(Aim of the task):
Identify each line of the records below that contains the word "metal" and copy those lines in full.

○ ○ ○

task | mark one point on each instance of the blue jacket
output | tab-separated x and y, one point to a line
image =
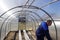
43	30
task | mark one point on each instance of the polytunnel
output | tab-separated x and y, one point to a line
19	19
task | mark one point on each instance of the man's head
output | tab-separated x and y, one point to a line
49	22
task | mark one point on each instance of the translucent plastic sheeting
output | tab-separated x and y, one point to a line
11	10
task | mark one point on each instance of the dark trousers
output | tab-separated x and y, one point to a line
40	38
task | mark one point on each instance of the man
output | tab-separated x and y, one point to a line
43	30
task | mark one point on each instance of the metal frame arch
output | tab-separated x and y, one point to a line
34	7
5	20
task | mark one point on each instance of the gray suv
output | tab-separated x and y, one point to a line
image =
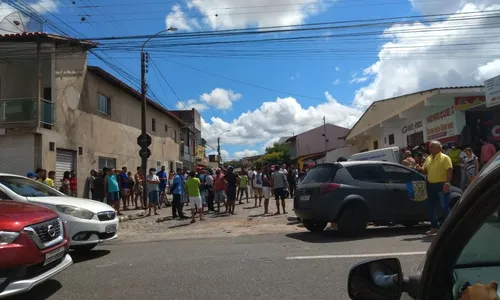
355	193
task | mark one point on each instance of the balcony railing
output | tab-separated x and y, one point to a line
25	110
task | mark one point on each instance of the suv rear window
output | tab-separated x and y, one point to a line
321	173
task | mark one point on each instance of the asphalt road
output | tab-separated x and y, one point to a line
251	267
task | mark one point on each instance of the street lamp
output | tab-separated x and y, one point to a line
218	143
144	145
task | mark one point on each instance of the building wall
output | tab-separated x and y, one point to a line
79	124
313	141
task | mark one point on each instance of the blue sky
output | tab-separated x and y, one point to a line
258	98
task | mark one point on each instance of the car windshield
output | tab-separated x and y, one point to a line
28	187
321	173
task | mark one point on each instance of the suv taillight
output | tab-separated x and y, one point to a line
328	187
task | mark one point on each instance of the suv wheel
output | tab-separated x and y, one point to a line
352	221
84	248
314	225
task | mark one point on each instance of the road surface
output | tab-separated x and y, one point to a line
291	266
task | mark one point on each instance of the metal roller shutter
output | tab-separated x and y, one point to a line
65	161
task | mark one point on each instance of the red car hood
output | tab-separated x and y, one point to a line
14	216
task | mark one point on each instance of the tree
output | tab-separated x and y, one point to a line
276	154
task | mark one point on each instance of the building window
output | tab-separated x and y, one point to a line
107	162
103	104
391	139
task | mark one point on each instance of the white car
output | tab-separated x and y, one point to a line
88	222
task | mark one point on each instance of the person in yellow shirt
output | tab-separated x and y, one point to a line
439	170
42	177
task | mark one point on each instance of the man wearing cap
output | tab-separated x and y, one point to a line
177	191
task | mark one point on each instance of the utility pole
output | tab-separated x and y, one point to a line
218	150
144	140
324	134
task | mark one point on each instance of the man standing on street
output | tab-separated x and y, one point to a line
256	182
279	184
232	184
266	188
193	191
250	174
177	191
153	183
162	174
439	171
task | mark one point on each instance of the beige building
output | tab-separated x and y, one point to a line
413	119
60	114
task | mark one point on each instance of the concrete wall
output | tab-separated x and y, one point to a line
312	141
79	124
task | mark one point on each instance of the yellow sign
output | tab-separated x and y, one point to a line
200	151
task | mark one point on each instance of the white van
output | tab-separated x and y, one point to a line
391	154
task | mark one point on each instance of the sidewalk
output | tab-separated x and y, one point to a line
247	221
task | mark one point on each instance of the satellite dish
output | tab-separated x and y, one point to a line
17	22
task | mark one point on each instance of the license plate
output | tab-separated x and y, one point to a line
110	228
54	255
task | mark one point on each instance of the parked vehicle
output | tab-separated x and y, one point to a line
390	154
33	246
88	222
354	193
464	253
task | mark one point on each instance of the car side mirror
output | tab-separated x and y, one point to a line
380	279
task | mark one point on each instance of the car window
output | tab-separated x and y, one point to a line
367	173
484	247
321	173
28	187
3	196
396	174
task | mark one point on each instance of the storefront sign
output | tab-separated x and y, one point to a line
441	124
465	103
411	127
492	90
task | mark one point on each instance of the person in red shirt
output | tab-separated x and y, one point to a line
73	184
220	185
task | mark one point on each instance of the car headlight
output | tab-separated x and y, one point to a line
7	237
76	212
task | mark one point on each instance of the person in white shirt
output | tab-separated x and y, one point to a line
250	174
257	181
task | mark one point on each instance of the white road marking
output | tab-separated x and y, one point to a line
106	265
358	255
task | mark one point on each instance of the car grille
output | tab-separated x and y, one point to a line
48	231
106	216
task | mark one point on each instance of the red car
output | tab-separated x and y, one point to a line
33	246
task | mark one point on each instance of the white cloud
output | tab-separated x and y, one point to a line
296	76
9	24
245	153
220	98
234	14
358	80
176	18
410	62
191	104
488	70
272	120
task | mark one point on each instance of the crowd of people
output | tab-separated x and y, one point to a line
444	166
204	189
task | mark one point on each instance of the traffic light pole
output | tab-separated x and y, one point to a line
144	158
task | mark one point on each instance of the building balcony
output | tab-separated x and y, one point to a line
16	113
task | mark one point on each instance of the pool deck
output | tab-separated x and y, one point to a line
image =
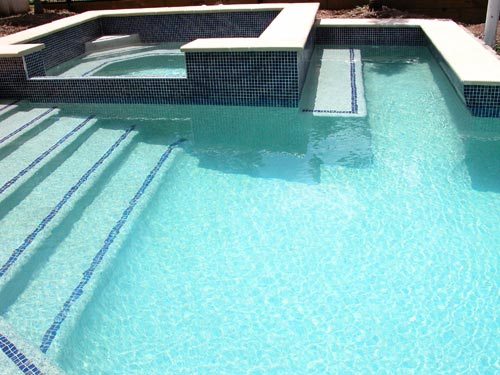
469	58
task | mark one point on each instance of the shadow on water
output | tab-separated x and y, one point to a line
21	279
480	138
277	143
26	136
388	61
23	190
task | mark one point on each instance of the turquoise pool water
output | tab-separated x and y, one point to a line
270	241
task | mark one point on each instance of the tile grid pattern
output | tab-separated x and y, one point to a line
46	153
51	333
67	44
29	123
386	36
16	356
187	27
275	90
47	219
354	91
9	105
35	66
263	78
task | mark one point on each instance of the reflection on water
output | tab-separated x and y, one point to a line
278	143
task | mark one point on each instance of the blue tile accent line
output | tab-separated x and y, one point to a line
93	69
8	105
46	153
51	333
31	237
23	363
354	91
31	122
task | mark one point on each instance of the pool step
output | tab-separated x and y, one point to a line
111	42
103	201
22	356
335	88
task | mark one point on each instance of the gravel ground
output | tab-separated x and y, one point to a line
13	24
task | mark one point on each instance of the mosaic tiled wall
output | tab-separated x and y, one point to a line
385	36
304	57
67	44
99	90
188	27
272	78
244	78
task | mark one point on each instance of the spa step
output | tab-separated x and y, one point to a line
111	41
336	87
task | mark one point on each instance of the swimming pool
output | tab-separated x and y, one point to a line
212	240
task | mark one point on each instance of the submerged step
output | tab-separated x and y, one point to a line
334	83
111	41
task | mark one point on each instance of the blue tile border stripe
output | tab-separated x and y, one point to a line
14	179
9	105
94	69
31	122
51	333
31	237
15	355
354	91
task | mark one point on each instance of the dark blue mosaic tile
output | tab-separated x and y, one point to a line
244	78
51	333
34	64
304	58
352	36
7	106
46	153
482	96
11	69
187	27
47	219
16	356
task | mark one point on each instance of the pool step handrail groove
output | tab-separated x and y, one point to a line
51	332
47	219
46	153
24	126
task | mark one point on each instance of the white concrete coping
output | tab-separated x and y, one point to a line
471	60
66	23
288	31
18	50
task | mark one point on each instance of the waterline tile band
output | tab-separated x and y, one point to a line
9	105
26	125
31	237
51	333
23	363
13	180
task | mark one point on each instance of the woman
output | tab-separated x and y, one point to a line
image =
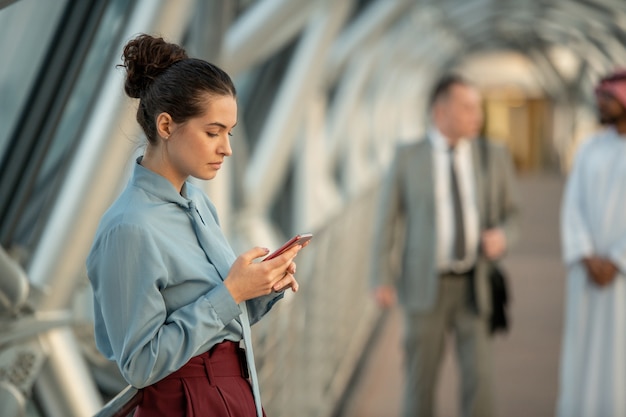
170	295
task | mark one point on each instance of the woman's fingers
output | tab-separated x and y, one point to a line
287	281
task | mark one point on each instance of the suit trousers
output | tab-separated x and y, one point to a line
424	344
211	384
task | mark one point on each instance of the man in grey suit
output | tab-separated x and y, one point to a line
434	208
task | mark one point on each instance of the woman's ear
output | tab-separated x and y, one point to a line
164	125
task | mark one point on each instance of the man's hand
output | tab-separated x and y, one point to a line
385	296
494	243
602	271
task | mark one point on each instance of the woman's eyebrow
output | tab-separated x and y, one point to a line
223	126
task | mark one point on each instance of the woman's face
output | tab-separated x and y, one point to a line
199	146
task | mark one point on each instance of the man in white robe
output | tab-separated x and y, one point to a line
593	225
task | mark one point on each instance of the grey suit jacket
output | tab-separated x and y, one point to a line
405	239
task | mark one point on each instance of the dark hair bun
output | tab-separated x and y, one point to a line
145	57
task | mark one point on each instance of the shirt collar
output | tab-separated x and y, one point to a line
158	185
440	142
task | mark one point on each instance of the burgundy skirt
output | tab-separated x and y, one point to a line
213	384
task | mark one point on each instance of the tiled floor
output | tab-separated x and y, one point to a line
526	360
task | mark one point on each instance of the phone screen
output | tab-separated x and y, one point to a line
296	240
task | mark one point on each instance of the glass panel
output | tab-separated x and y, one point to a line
26	29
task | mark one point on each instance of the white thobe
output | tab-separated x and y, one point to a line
593	222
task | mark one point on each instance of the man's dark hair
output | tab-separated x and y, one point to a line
443	86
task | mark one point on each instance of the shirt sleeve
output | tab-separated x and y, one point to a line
148	342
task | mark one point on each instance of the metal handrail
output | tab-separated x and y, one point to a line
122	404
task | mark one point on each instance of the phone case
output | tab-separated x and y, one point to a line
296	240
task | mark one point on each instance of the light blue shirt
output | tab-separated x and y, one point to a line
157	266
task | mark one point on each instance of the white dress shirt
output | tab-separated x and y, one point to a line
444	212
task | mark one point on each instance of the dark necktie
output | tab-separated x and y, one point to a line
459	227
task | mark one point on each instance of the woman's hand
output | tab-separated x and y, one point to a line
248	279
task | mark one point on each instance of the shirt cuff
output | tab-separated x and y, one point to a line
223	304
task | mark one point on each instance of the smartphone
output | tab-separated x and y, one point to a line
296	240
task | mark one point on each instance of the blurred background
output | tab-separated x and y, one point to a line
326	90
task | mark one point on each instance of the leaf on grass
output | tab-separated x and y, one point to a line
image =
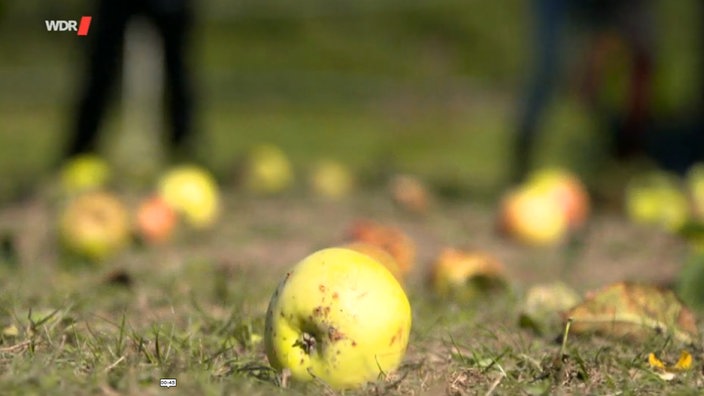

○ ○ ○

(Exercise response):
task | mark one point on each instance of the metal frame arch
task | mark one point on each instance of the metal roller shutter
task | mark one point on each instance of the metal handrail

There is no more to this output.